* **Work to be completed**: Instruction for the data below: set down exactly the lines from the line with "hey so can you find the long" to the line with "hey so can you find the blue", inclusive, and no others.

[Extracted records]
»»

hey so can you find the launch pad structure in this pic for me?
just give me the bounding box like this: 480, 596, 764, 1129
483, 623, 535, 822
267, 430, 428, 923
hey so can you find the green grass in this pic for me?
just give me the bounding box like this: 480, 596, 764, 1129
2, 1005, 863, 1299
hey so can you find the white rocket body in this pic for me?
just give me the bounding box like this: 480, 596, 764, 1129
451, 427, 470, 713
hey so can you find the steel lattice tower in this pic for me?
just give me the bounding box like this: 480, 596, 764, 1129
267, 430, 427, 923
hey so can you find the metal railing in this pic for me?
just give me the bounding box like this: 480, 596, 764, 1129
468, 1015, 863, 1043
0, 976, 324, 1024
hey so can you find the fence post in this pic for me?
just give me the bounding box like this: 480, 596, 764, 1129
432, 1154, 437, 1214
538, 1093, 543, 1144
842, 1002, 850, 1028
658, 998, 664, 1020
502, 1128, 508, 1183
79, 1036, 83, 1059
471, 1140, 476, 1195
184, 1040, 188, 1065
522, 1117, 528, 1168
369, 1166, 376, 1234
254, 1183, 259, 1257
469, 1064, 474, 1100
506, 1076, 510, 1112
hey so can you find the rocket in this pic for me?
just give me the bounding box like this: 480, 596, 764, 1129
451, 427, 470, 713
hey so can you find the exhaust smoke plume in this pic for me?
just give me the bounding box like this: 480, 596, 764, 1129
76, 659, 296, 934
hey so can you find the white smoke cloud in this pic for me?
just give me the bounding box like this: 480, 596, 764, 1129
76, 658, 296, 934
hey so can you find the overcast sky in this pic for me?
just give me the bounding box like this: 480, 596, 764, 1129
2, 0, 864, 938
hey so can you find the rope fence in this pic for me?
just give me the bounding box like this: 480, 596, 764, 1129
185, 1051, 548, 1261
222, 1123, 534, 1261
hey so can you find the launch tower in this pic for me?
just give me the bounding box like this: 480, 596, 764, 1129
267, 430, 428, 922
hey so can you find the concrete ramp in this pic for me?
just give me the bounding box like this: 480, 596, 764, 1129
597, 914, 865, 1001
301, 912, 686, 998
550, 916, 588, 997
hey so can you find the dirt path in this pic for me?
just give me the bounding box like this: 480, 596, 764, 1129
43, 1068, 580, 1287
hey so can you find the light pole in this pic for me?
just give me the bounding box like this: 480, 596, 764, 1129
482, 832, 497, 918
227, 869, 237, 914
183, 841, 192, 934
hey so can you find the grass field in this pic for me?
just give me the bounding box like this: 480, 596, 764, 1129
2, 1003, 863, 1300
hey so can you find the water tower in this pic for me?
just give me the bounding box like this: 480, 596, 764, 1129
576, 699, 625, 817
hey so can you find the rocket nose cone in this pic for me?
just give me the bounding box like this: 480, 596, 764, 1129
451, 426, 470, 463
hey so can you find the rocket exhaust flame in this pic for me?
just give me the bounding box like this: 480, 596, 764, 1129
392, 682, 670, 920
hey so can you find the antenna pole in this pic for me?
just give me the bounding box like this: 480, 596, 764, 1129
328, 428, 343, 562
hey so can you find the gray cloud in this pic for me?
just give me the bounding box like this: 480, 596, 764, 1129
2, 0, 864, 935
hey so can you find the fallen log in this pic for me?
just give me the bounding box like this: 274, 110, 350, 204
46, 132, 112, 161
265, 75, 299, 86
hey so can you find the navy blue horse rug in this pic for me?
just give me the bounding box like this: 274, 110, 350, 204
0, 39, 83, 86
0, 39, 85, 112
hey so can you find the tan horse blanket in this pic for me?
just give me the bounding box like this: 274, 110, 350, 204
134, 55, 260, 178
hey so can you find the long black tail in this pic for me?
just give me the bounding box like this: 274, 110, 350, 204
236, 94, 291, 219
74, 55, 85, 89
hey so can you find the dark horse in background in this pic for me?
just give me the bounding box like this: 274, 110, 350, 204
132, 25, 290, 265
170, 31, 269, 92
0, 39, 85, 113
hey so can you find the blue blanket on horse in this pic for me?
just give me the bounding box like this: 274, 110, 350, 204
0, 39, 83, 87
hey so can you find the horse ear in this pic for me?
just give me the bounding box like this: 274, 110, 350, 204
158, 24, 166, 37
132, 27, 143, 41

««

* **Completed task**:
hey so can you find the long black tail in this pic for me?
just give me the bounding box like this: 274, 110, 350, 204
236, 94, 291, 219
74, 55, 85, 89
hey so can you find the dark horse in background in this pic for me?
just give me the bounding box like this: 274, 110, 350, 204
132, 25, 290, 265
170, 31, 269, 92
0, 39, 85, 113
hey so can you find the blue blanket on horse in this pic for me?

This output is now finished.